PASSAGE:
PUBLISHED: 16:43 17 January 2017

The prime rental market of north London such as St John's Wood rely on international companies sending over staff, but Brexit negotiations have thrown a spanner in the works

The prime rental market of north London such as St John's Wood rely on international companies sending over staff, but Brexit negotiations have thrown a spanner in the works

PA Wire/PA Images

The closing months of 2016 saw asking rents for luxury lettings and re-lets fall as new rentals rose, whilst economic uncertainty means 2017 remains unpredictable

North London’s rental market is experiencing distortion with asking rents for prime properties stalling whilst the sub prime rental sector is on the up.

Knight Frank reported that rental growth for London properties in the £1,000 - £1,500 pw bracket fell by 8.1 per cent in 2016, and those in the over £1,500 pw were down by 6.5 per cent.

Prime rental properties in areas where rents exceed £1,000 pw, such as St John’s Wood, primarily rely on tenants whose living expenses are funded by international companies in the financial, petrochemical and technological industries.

Current political events are compounding economic uncertainty. In her speech today the Prime Minister Teresa May’s announced that the UK “cannot possibly” remain within the European single market.

As such international companies unlikely to decide on staff movement until next month and prime rentals in north London will remain unpredictable.

SHORT EXERCISE 1:
Pull out each line of the records below that contains the word "woman", copying those lines as they appear. Matching is case-sensitive.

SOURCE MATERIAL:
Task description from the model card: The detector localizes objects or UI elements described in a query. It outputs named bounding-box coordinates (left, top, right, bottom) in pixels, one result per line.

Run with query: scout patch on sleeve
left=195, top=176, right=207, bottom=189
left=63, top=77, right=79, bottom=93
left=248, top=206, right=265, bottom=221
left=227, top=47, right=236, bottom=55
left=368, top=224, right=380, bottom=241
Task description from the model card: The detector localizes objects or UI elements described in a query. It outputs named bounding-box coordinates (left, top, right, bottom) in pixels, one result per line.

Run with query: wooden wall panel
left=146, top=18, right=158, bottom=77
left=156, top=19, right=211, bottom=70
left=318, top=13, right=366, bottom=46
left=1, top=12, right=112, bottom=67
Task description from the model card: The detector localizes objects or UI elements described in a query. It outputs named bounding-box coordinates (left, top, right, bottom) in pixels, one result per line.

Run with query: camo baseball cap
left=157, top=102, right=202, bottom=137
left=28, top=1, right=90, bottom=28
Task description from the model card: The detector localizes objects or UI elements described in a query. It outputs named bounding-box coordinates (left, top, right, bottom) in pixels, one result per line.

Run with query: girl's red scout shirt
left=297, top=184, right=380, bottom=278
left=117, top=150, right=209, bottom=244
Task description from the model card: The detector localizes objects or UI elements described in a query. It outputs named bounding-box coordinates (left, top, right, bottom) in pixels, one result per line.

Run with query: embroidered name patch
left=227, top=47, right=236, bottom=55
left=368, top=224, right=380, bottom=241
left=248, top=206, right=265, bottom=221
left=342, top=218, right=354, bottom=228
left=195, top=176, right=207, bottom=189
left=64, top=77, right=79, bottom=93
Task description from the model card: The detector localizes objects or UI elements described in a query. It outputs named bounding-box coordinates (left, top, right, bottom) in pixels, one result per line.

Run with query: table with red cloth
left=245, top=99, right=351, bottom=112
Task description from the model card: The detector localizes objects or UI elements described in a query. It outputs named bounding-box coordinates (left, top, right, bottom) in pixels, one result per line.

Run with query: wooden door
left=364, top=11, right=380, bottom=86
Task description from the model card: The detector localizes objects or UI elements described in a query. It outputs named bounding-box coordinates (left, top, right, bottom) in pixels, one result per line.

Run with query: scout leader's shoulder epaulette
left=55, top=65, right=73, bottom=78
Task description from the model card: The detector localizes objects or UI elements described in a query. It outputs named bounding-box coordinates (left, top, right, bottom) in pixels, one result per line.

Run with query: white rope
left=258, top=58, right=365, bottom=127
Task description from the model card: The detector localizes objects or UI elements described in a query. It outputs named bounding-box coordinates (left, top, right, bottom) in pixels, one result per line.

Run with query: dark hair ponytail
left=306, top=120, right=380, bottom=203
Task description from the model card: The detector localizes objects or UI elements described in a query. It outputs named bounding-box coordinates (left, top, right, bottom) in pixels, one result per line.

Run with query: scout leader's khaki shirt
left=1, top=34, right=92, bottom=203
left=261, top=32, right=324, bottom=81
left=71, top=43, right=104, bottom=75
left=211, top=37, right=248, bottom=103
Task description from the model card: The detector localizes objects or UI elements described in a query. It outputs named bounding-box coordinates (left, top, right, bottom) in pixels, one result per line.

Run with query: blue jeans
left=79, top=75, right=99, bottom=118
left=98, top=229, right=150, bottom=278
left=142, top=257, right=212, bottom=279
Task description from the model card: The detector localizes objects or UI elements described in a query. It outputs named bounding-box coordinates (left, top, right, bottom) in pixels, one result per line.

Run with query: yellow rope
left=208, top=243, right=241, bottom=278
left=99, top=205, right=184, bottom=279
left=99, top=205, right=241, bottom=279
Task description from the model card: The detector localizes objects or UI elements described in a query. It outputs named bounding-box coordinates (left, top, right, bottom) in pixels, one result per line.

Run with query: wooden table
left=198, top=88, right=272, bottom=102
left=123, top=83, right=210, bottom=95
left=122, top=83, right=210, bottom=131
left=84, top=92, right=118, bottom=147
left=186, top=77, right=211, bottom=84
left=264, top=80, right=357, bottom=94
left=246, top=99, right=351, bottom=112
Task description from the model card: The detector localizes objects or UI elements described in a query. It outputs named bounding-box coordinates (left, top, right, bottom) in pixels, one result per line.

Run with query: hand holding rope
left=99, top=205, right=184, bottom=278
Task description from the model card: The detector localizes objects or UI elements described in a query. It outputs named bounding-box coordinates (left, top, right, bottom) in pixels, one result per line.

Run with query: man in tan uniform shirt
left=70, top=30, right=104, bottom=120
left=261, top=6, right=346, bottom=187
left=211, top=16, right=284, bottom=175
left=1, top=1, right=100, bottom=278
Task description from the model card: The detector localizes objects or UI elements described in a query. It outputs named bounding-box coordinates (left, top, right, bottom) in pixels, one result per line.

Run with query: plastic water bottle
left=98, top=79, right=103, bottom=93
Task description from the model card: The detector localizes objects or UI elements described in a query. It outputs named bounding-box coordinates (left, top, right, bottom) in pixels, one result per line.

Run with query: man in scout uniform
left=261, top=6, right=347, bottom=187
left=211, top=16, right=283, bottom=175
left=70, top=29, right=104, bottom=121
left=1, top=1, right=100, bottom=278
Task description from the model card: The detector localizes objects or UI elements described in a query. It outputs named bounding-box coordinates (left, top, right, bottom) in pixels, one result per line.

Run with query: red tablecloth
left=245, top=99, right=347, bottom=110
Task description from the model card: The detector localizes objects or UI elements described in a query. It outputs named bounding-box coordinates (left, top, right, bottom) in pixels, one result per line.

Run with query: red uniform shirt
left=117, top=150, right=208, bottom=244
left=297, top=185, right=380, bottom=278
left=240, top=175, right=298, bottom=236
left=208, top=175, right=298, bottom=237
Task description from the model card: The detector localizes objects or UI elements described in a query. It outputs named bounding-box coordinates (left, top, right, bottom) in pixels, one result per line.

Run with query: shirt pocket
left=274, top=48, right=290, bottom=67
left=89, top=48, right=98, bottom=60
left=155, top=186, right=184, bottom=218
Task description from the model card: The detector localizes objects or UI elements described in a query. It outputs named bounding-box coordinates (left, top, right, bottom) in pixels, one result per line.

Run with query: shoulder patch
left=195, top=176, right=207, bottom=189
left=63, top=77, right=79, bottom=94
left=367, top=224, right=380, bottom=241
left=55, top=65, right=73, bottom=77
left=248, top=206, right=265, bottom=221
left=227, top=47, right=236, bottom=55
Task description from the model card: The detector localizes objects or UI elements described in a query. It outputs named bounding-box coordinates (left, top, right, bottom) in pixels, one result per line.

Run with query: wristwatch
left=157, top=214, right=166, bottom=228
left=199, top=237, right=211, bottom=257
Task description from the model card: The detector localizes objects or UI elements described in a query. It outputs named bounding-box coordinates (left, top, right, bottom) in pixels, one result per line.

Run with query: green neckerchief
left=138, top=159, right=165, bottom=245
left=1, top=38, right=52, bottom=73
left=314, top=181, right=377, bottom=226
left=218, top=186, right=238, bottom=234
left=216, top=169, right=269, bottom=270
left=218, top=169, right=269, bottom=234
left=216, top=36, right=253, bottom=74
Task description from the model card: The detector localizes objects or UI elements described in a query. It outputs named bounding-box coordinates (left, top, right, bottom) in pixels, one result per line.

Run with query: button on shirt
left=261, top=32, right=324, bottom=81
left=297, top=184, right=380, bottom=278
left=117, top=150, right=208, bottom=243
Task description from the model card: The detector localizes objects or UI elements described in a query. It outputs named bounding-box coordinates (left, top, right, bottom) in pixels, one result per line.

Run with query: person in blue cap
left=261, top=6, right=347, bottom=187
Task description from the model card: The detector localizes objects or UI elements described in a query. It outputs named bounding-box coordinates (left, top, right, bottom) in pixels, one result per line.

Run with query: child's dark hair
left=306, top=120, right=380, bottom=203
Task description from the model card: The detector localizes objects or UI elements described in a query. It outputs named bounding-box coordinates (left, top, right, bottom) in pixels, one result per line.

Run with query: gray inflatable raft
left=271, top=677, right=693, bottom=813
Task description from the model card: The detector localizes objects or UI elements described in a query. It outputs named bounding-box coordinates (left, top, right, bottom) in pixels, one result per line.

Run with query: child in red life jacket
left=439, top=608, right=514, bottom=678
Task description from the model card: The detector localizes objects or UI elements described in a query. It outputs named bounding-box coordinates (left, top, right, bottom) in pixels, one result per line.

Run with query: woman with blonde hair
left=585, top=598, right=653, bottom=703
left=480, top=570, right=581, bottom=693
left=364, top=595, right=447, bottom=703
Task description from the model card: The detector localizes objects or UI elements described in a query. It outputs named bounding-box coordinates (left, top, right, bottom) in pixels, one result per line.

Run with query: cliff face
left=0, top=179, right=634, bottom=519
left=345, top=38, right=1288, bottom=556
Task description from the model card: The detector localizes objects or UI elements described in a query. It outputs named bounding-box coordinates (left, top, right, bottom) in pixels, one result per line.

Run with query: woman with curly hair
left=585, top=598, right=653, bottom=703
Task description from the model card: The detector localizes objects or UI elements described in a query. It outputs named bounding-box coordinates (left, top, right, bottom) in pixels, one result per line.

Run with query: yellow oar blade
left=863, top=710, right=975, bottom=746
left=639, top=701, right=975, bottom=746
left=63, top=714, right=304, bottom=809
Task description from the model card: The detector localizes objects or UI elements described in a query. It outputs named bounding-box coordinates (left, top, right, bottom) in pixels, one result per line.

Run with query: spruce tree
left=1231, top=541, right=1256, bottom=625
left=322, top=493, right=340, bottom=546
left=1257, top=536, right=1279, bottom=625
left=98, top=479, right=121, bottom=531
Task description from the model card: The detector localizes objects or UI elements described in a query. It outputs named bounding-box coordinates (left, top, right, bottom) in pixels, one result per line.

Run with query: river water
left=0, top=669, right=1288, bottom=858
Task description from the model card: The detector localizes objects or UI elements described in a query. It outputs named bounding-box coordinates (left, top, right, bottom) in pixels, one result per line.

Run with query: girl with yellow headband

SHORT EXERCISE 2:
Write the next part of the article on north London's rental market, starting after its final sentence.

RESPONSE 1:
Run with query: woman with blonde hair
Run with query: woman with curly hair

RESPONSE 2:
Naomi Heaton, CEO of London Central Portfolio said: “Demonstrating a market dynamic which was conspicuous during the Credit Crunch, the uncertain economic outlook has resulted in tighter tenant budgets, putting a downward pressure on rents in the luxury rental sector, where rents are over £1,000pw. This has been compounded by increased numbers of properties to rent as owners defer sales in a softer market.”

At the lower end of the market rents have risen as tenants gravitate towards newer, primarily one bedroom properties.

The latest audit by LCP revealed newly refurbished properties, or new lets, saw a 3 per cent rise over the 2016 forecast.

Conversely re-lets, where older properties were let to new tenants, are down 1.6 per cent.

One bedroom properties performed the strongest, with rents up 4 per cent year on year.

Ms Heaton added: “With a greater level of availability, tenants can shop around and are increasingly attracted to newly refurbished properties (new-lets). They are also very budget conscious and look for good value. They will therefore opt for small units and prioritise location over size to get what they want.”